As its title suggests, “Dualism” straddles the parallel universes of tough, straightforward BM and the soundscapes of blazing hot winds sweeping over shifting landforms of sand through which ghosts of people who lived and died in these regions over the millennia whisper warnings against venturing too far into these desolate realms. While guitars dominate here with twisting Oriental melody and powerful riffs, the drums pound out near-tribal beats and synthesisers add an epic brassy aspect that turn the track into a mini-movie soundtrack. “Gnosis’ Journey through the Ages” is an even more powerful if perhaps repetitive and somewhat unstructured juggernaut of crashing percussion, exotic winding quarter-tone melody, harsh desert demon sighing and expansive windswept and sand-blasted soundscapes that suggest a long, tortuous and perhaps brutal and violent history of Gnosticism through the ages, surviving persecution again and again through underground movements and societies.

Available data
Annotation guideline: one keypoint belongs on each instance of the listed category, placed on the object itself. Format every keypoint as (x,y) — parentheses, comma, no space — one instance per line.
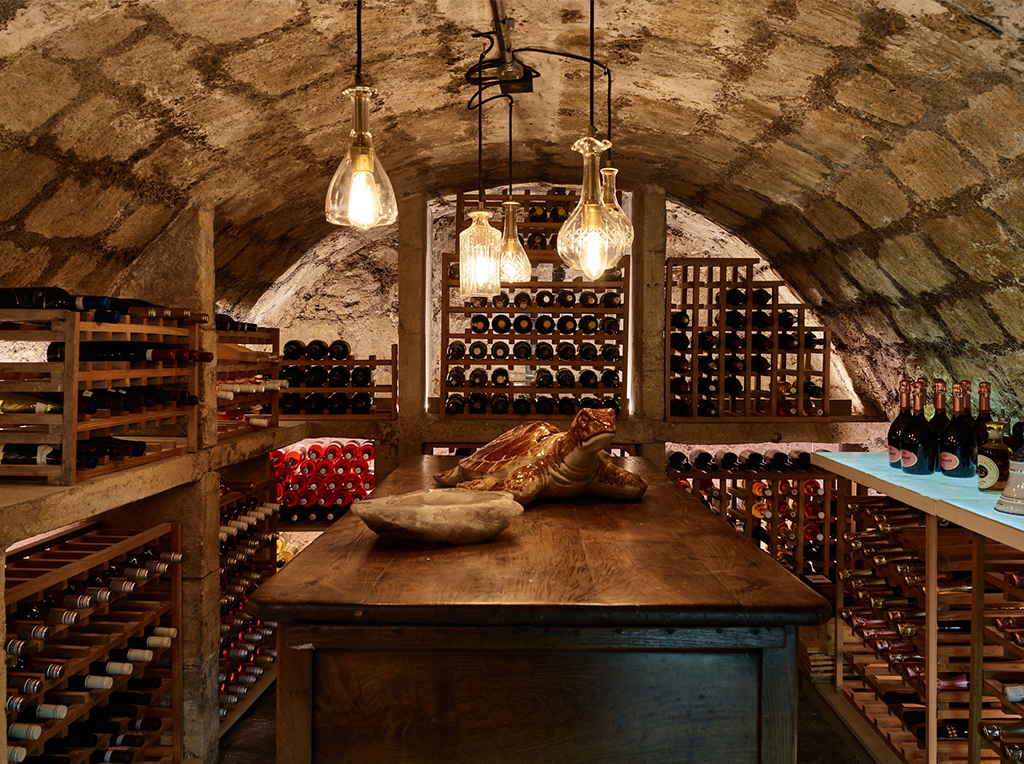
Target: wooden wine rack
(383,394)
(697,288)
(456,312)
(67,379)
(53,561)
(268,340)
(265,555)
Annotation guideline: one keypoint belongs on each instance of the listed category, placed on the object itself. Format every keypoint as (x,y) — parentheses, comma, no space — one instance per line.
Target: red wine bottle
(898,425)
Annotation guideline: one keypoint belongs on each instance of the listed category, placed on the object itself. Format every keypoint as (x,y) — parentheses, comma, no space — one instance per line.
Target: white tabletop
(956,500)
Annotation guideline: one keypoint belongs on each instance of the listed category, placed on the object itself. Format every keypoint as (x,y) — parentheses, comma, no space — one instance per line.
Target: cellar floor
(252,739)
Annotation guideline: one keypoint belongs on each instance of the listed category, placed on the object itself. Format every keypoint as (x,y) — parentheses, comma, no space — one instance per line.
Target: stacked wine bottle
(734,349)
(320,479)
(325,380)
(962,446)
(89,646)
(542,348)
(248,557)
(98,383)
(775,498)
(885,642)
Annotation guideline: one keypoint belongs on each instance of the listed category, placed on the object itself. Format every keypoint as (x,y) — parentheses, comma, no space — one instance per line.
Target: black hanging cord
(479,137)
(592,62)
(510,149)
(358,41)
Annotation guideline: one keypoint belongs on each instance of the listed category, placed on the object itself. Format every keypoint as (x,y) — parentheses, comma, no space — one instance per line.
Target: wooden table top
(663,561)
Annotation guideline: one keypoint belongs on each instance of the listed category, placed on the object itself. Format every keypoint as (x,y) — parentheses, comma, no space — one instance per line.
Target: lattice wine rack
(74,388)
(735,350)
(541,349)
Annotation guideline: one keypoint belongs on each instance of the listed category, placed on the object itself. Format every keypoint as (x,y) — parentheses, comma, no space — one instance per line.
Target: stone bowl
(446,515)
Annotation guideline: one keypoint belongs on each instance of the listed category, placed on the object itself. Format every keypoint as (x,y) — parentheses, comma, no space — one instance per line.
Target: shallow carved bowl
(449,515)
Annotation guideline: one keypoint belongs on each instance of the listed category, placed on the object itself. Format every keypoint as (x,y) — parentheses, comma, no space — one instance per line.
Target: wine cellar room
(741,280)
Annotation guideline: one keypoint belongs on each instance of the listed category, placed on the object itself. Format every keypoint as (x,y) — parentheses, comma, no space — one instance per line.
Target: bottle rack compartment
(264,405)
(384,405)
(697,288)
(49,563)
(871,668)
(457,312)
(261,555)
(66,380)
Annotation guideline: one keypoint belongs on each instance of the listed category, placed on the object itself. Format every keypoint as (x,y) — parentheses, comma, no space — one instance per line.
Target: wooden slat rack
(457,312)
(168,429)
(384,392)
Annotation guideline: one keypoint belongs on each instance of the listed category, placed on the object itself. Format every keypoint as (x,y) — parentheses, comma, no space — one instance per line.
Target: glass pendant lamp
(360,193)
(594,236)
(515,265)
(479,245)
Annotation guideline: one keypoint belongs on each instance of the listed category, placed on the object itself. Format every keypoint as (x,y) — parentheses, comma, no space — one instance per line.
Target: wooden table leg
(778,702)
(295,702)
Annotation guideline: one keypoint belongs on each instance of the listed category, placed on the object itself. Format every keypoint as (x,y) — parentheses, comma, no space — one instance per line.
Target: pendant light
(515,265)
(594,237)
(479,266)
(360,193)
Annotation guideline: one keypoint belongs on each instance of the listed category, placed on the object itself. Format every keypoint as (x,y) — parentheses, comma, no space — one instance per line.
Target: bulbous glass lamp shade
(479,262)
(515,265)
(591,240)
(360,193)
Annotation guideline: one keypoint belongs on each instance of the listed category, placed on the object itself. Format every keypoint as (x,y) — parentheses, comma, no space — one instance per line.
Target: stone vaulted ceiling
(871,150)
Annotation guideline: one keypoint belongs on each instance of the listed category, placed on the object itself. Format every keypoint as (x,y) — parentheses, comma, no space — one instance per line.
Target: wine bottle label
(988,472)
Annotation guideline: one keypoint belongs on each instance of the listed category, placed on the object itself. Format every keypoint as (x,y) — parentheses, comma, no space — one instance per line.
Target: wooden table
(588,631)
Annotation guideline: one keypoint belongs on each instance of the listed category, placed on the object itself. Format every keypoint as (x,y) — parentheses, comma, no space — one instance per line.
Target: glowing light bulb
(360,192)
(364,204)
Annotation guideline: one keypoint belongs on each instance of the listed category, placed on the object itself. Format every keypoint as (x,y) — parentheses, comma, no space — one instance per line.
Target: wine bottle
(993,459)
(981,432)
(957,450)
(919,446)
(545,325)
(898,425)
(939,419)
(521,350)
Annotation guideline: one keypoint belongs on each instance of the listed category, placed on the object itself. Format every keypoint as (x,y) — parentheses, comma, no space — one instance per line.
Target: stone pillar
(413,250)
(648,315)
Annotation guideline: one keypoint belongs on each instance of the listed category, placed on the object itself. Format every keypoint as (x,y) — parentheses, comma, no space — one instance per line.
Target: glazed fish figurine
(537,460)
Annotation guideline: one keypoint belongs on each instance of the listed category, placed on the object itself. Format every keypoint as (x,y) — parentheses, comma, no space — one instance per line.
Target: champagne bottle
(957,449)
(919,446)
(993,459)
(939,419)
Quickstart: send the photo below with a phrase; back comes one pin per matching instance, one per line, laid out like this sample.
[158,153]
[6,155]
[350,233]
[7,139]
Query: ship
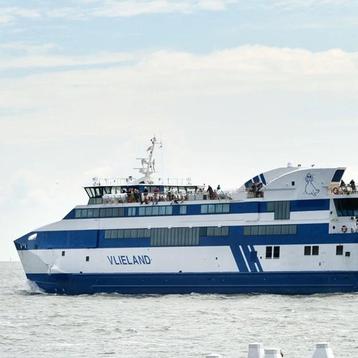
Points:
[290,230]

Goal of the exercise
In the review, what do the synthesizers add to "Dualism"? Please answer in one sentence.

Solution for this problem
They add an epic brassy aspect that turns the track into a mini-movie soundtrack.